▸ Exercise aim:
Render every line of the records below as a numbered list, skipping blank lines and leaving the pictures out.

▸ Data rows:

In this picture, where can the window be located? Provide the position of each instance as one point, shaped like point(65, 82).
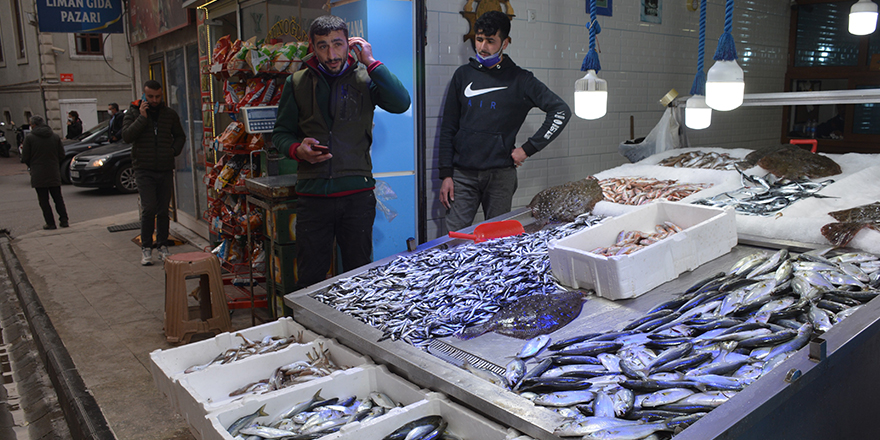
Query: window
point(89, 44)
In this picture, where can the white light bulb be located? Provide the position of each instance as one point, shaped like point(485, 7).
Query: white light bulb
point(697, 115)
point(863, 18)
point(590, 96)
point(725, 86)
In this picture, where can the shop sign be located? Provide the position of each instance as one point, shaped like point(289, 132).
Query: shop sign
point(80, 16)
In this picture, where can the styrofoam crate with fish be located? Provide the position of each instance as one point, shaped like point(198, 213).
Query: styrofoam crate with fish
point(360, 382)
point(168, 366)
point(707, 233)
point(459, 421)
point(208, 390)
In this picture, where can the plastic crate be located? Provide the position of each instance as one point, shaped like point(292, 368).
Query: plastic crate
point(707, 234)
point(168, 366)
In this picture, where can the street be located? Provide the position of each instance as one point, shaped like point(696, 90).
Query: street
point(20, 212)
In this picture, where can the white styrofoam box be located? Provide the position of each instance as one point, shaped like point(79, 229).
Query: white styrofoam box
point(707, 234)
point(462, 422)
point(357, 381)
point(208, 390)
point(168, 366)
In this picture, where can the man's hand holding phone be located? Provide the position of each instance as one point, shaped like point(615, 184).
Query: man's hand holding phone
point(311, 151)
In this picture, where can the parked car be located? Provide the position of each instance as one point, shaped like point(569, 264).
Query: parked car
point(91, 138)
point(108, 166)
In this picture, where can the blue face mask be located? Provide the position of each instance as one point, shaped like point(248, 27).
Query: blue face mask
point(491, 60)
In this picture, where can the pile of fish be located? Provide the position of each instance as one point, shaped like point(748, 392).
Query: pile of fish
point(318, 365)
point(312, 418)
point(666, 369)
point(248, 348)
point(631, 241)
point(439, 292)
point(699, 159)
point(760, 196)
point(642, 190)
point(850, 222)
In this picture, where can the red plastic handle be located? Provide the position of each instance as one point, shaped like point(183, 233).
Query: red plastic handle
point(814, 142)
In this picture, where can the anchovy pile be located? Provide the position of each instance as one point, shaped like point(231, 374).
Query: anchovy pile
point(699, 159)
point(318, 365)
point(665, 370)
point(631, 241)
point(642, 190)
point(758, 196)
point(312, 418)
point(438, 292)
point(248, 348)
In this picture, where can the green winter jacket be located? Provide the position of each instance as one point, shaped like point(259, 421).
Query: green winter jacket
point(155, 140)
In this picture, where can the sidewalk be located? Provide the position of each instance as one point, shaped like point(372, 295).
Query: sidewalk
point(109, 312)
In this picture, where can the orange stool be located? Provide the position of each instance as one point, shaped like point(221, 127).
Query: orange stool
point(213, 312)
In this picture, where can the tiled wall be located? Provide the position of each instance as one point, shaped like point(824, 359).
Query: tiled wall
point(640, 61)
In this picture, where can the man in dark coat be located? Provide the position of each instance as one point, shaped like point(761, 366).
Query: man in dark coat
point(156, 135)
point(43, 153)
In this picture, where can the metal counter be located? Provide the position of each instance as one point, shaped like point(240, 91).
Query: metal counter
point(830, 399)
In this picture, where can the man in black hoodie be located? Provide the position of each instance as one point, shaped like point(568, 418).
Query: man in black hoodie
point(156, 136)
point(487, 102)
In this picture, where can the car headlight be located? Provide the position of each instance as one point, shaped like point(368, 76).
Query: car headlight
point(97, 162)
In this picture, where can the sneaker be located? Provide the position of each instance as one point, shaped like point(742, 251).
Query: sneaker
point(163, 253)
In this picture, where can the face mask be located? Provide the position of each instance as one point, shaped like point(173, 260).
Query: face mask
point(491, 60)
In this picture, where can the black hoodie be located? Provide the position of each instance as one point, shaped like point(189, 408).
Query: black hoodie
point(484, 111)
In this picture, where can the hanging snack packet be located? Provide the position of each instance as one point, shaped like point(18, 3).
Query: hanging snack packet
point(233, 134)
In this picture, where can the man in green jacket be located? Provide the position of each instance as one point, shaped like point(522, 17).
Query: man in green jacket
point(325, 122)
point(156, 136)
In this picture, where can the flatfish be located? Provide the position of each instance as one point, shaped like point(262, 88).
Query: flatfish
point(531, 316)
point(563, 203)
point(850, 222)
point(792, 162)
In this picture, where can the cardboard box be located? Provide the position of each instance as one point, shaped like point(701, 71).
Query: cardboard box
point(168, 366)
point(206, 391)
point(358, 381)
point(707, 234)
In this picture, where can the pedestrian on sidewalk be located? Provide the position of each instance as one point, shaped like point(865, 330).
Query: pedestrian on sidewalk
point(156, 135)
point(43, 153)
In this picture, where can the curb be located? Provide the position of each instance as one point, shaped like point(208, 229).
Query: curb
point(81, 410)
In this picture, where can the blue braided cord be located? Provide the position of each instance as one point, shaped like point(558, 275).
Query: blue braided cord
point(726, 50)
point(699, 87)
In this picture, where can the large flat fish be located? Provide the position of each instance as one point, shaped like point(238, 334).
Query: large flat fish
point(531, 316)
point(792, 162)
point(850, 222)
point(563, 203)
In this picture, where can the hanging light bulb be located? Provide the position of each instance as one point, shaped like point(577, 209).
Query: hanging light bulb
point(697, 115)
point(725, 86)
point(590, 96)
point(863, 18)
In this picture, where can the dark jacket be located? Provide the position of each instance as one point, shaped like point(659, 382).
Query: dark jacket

▸ Solved exercise:
1. In this picture, where can the window be located? Provide the position of each instance as one point, shaped like point(65, 82).
2. Query: window
3. point(89, 44)
4. In this picture, where can the white light bulb be located? Provide the position of each instance as one point, shaped like point(485, 7).
5. Query: white light bulb
6. point(697, 115)
7. point(863, 18)
8. point(590, 96)
9. point(725, 86)
10. In this picture, where can the shop sign be located? Provide the position of each instance as one point, shaped like point(289, 132).
11. Query: shop sign
12. point(80, 16)
13. In this picture, where can the styrofoam crate with fish be located? Provide the position of each instance as one point, shaped like point(198, 213).
14. Query: styrofoam crate with fish
15. point(360, 382)
16. point(168, 366)
17. point(707, 233)
18. point(459, 421)
19. point(208, 390)
20. In this picture, where can the plastic crate be located? Provide the position of each instance as one point, shaped like point(292, 368).
21. Query: plastic crate
22. point(707, 234)
23. point(168, 366)
24. In this picture, where can the street be located? Provide the position of each instance as one point, shaped like point(696, 90).
25. Query: street
26. point(20, 212)
27. In this picture, where can the white styrofoam box be located? Provide the position of each instance as one point, shaped like point(79, 229).
28. Query: white styrofoam box
29. point(707, 234)
30. point(462, 422)
31. point(357, 381)
32. point(208, 390)
33. point(168, 366)
34. In this picture, where can the man's hand holding phone be located? Provide the position of each instance as one point, shaped like point(615, 184).
35. Query: man's hand holding phone
36. point(311, 151)
37. In this picture, where can the parked car be located? Provide the position of each instance as one point, shaped like point(569, 264).
38. Query: parked car
39. point(91, 138)
40. point(108, 166)
41. In this picture, where can the blue face mask be located? Provide the position of each instance as one point, shaped like point(248, 27).
42. Query: blue face mask
43. point(491, 60)
44. In this picture, where can the pile of fish be located? Provide the position of each instance as one point, shaped like point(748, 392).
45. Query: pile of fish
46. point(318, 365)
47. point(312, 418)
48. point(666, 369)
49. point(248, 348)
50. point(631, 241)
51. point(439, 292)
52. point(699, 159)
53. point(760, 196)
54. point(642, 190)
55. point(850, 222)
56. In this picture, where can the red plastic handle be located? Provide the position of each instance as one point, shaped like point(183, 233).
57. Query: red plastic handle
58. point(814, 142)
59. In this picture, where can the anchovy pile be located? Provide the position of each instance as one point, shaped like point(231, 374).
60. Query: anchovy pile
61. point(699, 159)
62. point(318, 365)
63. point(665, 370)
64. point(631, 241)
65. point(642, 190)
66. point(758, 196)
67. point(312, 418)
68. point(438, 292)
69. point(248, 348)
70. In this picture, where can the green winter jacket be located? Provide the position of each instance as one point, shaped like point(259, 421).
71. Query: green winter jacket
72. point(155, 140)
73. In this picture, where can the sidewalk be located? Provide the position of each instance as one point, shaped like point(372, 295).
74. Query: sidewalk
75. point(109, 312)
76. In this picture, where can the orange stool be located? Provide the position of each instance as one point, shaped like point(221, 127).
77. Query: orange stool
78. point(213, 312)
79. In this picture, where can the tiled wall be located? Provide the position of each instance as one point, shaped like point(824, 359).
80. Query: tiled wall
81. point(640, 61)
82. In this picture, where can the man in dark coat be located? Provide the position of each instance as one point, shaped like point(761, 366).
83. Query: man in dark coat
84. point(156, 135)
85. point(43, 153)
86. In this picture, where can the metal counter be located? Provide the position of each instance as one point, shaped like point(240, 91).
87. Query: metal counter
88. point(830, 399)
89. In this picture, where can the man in black hoodie be located? Provide the position of each instance as one point, shaped like point(568, 418).
90. Query: man in black hoodie
91. point(156, 136)
92. point(487, 102)
93. In this picture, where can the car headlight be located? Provide the position of each instance as one point, shaped like point(368, 76).
94. Query: car headlight
95. point(97, 162)
96. In this picture, where can the sneaker be located? Provide the position of each instance as one point, shaped like point(742, 251).
97. Query: sneaker
98. point(163, 253)
99. In this picture, where can the face mask be located? Provide the position of each instance as one point, shaped like point(173, 260).
100. Query: face mask
101. point(491, 60)
102. In this picture, where can the black hoodie be located? Provide the position of each instance as one point, shaped like point(189, 408).
103. Query: black hoodie
104. point(484, 111)
105. In this picture, where can the hanging snack packet be located? Provide the position of each instance as one point, shaped like point(18, 3).
106. Query: hanging snack packet
107. point(233, 134)
108. In this picture, where can the man in green jacket be located? Provide the position of each instance as one point, shaped like point(522, 17).
109. Query: man in green jacket
110. point(325, 122)
111. point(156, 136)
112. In this picture, where can the flatfish be located? Provide the position of each instance as one point, shaped like point(262, 88).
113. Query: flatfish
114. point(531, 316)
115. point(563, 203)
116. point(850, 222)
117. point(792, 162)
118. In this picture, where can the cardboard box be located? Provide the position of each instance as one point, shaped like point(701, 71).
119. Query: cardboard box
120. point(168, 366)
121. point(206, 391)
122. point(358, 381)
123. point(707, 234)
124. In this picture, where can the pedestrian on sidewalk be located? Provide the position of each instance as one point, shaped like point(865, 330).
125. Query: pedestrian on sidewalk
126. point(156, 135)
127. point(43, 153)
128. In this picture, where can the curb be located? Provide the position of each instance as one point, shaped like point(208, 229).
129. Query: curb
130. point(81, 410)
131. In this picture, where can the blue braided cord be located? Provide the position of each instance as one point, shaped like point(558, 275).
132. Query: blue braided cord
133. point(726, 50)
134. point(699, 87)
135. In this picture, where can the large flat fish be located? Provide the position of each instance as one point, shaped like point(238, 334).
136. Query: large flat fish
137. point(531, 316)
138. point(792, 162)
139. point(850, 222)
140. point(563, 203)
141. In this picture, where can the hanging light bulb be located? Provide the position of each instance as one point, shaped like point(577, 209).
142. Query: hanging light bulb
143. point(697, 115)
144. point(725, 86)
145. point(590, 96)
146. point(863, 18)
147. In this picture, where can the dark jacket be located? Provide the position of each instance as one point, shaped like point(659, 382).
148. Query: dark jacket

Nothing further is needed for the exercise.